Instruction → Your output must consist solely of the lines from the one containing "the shirt collar" through the end of the records, reproduced exactly.

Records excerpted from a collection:
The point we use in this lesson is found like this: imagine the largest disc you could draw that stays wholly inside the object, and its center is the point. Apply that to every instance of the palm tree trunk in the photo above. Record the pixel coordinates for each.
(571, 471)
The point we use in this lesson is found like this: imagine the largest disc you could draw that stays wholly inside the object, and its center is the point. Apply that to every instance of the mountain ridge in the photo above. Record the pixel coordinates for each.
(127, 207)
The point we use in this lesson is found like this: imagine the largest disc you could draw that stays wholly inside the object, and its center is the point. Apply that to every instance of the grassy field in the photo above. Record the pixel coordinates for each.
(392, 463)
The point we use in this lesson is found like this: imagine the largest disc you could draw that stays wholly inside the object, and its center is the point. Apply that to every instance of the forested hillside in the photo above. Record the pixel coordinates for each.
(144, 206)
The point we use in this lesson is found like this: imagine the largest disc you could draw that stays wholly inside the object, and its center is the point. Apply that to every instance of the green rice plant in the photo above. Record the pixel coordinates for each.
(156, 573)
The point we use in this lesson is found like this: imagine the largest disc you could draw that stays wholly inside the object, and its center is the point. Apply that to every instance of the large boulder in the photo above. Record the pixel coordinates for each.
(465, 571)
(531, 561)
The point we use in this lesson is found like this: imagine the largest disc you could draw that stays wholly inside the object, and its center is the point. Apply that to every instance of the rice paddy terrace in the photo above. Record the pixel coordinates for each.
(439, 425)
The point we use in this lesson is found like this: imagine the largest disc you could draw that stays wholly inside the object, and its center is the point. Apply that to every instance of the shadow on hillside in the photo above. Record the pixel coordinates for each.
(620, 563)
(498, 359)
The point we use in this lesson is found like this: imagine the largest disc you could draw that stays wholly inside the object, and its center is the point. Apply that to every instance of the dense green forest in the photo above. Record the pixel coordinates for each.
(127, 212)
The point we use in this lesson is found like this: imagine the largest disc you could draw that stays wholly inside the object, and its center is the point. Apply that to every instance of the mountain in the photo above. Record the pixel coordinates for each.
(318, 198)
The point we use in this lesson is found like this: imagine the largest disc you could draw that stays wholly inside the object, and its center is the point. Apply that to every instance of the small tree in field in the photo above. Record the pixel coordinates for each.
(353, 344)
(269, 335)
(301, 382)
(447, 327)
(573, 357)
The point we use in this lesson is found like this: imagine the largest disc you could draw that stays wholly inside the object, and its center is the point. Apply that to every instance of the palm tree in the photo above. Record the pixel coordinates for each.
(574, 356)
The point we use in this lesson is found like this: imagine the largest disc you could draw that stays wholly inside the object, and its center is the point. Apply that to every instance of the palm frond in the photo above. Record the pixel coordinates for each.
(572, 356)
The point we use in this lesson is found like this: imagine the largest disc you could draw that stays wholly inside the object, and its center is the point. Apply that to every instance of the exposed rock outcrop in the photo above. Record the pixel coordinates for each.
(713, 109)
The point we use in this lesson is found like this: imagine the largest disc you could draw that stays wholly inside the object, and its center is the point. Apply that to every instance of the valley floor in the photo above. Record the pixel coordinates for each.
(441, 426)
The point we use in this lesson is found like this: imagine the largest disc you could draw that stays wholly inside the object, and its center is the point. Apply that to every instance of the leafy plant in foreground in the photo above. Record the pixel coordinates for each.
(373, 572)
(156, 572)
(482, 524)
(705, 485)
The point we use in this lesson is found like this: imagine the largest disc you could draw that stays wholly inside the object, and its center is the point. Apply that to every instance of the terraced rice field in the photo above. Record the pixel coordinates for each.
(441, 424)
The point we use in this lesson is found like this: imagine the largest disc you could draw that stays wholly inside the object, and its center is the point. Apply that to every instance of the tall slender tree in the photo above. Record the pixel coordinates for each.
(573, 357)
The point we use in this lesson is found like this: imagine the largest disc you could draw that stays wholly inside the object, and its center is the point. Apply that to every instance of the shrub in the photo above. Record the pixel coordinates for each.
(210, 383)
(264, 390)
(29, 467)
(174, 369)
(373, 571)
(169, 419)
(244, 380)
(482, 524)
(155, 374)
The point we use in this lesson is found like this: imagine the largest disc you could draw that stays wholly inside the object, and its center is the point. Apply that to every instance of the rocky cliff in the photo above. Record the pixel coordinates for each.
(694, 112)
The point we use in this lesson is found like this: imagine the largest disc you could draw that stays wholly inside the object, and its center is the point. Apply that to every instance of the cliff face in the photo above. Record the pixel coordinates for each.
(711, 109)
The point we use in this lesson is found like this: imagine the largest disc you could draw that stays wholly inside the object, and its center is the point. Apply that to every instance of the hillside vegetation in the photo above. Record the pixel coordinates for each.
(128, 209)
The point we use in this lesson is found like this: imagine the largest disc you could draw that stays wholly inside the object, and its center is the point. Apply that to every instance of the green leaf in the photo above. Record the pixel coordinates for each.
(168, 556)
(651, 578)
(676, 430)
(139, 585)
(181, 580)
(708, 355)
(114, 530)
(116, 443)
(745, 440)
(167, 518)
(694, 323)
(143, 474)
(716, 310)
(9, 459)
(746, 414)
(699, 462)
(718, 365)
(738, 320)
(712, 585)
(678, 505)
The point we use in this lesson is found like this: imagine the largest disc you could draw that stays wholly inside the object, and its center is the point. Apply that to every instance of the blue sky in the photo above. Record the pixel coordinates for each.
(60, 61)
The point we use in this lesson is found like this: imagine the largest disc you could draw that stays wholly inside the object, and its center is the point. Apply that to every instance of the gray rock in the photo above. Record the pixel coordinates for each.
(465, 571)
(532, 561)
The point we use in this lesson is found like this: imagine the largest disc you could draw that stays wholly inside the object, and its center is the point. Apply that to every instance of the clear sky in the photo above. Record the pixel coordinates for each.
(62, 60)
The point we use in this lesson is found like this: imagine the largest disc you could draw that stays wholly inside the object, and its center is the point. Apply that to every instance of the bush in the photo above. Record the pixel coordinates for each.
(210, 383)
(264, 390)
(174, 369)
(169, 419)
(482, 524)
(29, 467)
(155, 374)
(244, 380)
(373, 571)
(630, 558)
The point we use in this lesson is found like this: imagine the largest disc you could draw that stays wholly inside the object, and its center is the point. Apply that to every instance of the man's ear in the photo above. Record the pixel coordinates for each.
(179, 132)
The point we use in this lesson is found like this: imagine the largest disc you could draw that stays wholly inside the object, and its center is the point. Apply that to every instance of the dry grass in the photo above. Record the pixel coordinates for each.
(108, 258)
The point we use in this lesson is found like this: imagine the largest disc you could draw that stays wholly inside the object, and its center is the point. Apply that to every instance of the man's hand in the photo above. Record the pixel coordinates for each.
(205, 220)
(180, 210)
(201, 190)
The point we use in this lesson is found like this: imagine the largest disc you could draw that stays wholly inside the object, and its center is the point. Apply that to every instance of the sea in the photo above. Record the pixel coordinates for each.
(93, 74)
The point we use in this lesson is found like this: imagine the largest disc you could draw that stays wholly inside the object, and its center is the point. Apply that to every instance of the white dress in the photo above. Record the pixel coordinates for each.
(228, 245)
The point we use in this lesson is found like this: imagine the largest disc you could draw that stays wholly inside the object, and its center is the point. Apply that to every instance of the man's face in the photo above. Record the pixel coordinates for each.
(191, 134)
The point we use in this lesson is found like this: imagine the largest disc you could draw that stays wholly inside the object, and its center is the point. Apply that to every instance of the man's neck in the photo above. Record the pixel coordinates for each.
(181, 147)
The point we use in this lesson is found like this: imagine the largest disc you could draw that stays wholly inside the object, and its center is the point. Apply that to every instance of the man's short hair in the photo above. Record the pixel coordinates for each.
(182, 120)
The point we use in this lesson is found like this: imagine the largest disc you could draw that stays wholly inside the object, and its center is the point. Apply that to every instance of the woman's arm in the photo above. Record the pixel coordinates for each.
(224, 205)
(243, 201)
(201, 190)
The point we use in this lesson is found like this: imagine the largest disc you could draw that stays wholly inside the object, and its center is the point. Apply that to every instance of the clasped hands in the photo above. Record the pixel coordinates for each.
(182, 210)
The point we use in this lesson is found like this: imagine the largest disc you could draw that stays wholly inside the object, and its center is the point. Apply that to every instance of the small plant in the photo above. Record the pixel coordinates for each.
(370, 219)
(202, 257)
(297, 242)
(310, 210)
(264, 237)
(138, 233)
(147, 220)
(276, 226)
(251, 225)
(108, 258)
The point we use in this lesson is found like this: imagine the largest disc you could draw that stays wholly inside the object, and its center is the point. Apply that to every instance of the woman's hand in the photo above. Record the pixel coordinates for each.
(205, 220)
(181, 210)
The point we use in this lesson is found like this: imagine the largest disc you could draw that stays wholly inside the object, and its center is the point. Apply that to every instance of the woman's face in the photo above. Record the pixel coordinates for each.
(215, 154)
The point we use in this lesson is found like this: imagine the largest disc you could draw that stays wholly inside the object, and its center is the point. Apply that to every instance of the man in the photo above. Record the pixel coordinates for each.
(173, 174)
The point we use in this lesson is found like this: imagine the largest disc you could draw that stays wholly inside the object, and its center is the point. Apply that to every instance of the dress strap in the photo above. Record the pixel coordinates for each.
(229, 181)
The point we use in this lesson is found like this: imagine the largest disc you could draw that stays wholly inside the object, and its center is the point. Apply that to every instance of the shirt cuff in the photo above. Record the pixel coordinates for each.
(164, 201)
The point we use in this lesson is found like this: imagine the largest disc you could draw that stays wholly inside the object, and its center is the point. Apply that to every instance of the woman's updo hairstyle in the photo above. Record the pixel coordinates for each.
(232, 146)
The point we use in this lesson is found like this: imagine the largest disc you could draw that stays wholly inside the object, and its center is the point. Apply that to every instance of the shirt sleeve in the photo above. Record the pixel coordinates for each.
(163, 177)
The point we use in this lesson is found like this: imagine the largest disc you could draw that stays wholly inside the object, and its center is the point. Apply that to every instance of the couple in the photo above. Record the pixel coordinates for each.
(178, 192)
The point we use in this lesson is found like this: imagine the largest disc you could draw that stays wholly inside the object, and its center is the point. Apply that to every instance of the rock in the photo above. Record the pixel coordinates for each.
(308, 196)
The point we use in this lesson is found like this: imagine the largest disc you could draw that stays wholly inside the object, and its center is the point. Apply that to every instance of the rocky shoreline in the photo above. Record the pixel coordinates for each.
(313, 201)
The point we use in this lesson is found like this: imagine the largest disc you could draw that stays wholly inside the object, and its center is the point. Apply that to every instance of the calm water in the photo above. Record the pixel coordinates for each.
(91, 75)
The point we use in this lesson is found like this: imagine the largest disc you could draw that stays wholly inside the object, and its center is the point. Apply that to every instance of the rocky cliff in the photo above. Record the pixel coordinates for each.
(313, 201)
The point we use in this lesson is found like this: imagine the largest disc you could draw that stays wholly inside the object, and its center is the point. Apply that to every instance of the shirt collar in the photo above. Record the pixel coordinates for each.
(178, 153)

Exercise result →
The point we use in this lesson is found like this: imagine the largest disc you could draw that stays wholly inside the object, and its center is the point. Apply that to every instance of the shirt collar in the photo above. Record the pixel coordinates for each.
(178, 153)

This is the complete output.